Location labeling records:
___

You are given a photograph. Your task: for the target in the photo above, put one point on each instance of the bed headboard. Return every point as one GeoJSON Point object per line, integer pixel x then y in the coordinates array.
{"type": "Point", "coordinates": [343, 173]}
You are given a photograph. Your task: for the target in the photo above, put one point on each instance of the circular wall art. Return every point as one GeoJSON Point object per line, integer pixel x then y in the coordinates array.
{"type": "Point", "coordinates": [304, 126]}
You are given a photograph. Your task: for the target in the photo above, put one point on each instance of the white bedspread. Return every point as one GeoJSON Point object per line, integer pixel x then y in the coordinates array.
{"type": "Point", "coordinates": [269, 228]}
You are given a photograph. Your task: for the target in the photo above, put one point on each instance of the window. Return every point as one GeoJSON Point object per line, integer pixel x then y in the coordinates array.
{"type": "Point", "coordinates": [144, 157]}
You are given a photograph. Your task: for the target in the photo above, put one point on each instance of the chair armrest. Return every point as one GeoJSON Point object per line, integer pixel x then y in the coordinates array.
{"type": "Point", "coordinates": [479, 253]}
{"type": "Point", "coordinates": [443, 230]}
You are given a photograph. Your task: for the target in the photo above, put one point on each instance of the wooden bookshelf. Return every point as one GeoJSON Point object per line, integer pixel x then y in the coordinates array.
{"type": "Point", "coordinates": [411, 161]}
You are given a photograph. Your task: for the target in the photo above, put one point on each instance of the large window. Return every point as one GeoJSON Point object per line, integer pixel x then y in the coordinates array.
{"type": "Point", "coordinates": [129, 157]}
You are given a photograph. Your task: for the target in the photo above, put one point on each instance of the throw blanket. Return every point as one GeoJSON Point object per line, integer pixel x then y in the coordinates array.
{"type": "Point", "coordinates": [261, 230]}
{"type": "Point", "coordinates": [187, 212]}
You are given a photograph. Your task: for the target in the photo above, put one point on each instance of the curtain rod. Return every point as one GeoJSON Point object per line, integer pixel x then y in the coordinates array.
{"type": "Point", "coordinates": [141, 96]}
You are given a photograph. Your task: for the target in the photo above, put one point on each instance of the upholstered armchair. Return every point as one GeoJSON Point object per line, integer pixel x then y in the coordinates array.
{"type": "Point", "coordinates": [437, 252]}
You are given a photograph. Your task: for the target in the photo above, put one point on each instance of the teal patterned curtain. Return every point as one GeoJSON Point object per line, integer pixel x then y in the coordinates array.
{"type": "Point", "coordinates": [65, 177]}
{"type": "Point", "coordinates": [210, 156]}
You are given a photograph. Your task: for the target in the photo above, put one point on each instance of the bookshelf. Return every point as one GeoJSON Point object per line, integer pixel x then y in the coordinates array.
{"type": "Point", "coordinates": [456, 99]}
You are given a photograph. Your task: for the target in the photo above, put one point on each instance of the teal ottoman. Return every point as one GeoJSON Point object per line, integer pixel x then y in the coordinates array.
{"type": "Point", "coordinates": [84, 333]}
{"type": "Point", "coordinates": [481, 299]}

___

* TASK BRIEF *
Lay out each line of the listing above as a JSON array of strings, one string per line, with blank lines dropped.

* COMPLETED TASK *
[
  "You are given a photograph. Your task: for the target in the photo above, put one point on each instance of the bed headboard. Return every point as one GeoJSON Point object per line, integer pixel x then y in the coordinates array.",
  "{\"type\": \"Point\", \"coordinates\": [343, 173]}",
  "You are given a photograph. Your task: for the target in the photo above, put one point on each instance of the circular wall art. Return every point as one GeoJSON Point object per line, integer pixel x then y in the coordinates array.",
  "{\"type\": \"Point\", \"coordinates\": [304, 126]}",
  "You are given a photograph. Your task: for the target in the photo above, put one point on each instance of the white bedspread. Return every point as one GeoJSON Point object per line, integer pixel x then y in the coordinates array.",
  "{\"type\": \"Point\", \"coordinates\": [269, 228]}",
  "You are given a photograph. Your task: for the target in the photo above, put one point on each instance of the window. Return every point as one GeoJSON Point object per line, integer pixel x then y in the coordinates array.",
  "{\"type\": \"Point\", \"coordinates\": [144, 157]}",
  "You are given a photograph. Your task: for the target in the photo above, put one point on each instance of the chair armrest. Return every point as one GeoJSON Point object per line, integer pixel x then y in the coordinates array.",
  "{\"type\": \"Point\", \"coordinates\": [479, 253]}",
  "{\"type\": \"Point\", \"coordinates\": [443, 230]}",
  "You are given a photograph. Your task: for the target in the photo above, put one point on each instance of the wooden bookshelf. Return every point as one GeoJSON Point object per line, integer pixel x then y in the coordinates array.",
  "{\"type\": \"Point\", \"coordinates\": [411, 161]}",
  "You are given a photograph. Your task: for the target in the photo above, put one point on each instance of the large window. Return every point as one GeoJSON Point object per line, integer pixel x then y in the coordinates array.",
  "{\"type\": \"Point\", \"coordinates\": [129, 157]}",
  "You are given a photograph. Your task: for the target in the photo above, put one point on each instance of the throw blanket. Return every point as one GeoJSON Point object per line, integer pixel x then y in the coordinates array.",
  "{\"type\": \"Point\", \"coordinates\": [261, 230]}",
  "{\"type\": \"Point\", \"coordinates\": [187, 212]}",
  "You are given a photograph. Your task: for the target in the photo above, put one point on each instance of the curtain rod. Return every point as one GeoJSON Point object per line, integer pixel x then y in the coordinates array.",
  "{\"type\": \"Point\", \"coordinates\": [141, 96]}",
  "You are given a photograph. Your task: for the target in the photo above, put one point on each instance of the upholstered armchair. Return every point as one GeoJSON Point object per line, integer pixel x then y in the coordinates array.",
  "{\"type\": \"Point\", \"coordinates\": [437, 252]}",
  "You are given a photograph. Your task: for the target in the photo above, put one point on each instance of the teal patterned curtain. Return every point as one GeoJSON Point object per line, integer pixel x then y in the coordinates array.",
  "{\"type\": \"Point\", \"coordinates\": [65, 177]}",
  "{\"type\": \"Point\", \"coordinates\": [210, 156]}",
  "You are given a photograph. Your task: for the target in the photo above, put one point on each instance of the bookshelf. Return every point as one GeoJSON Point object per line, integer pixel x then y in the coordinates array.",
  "{\"type\": \"Point\", \"coordinates\": [456, 99]}",
  "You are given a photograph. Your task: for the target in the photo above, put one point on each instance of the teal ottoman. Return every point as one GeoJSON Point object per line, integer pixel x then y in the coordinates array.",
  "{\"type\": \"Point\", \"coordinates\": [84, 333]}",
  "{\"type\": \"Point\", \"coordinates\": [481, 299]}"
]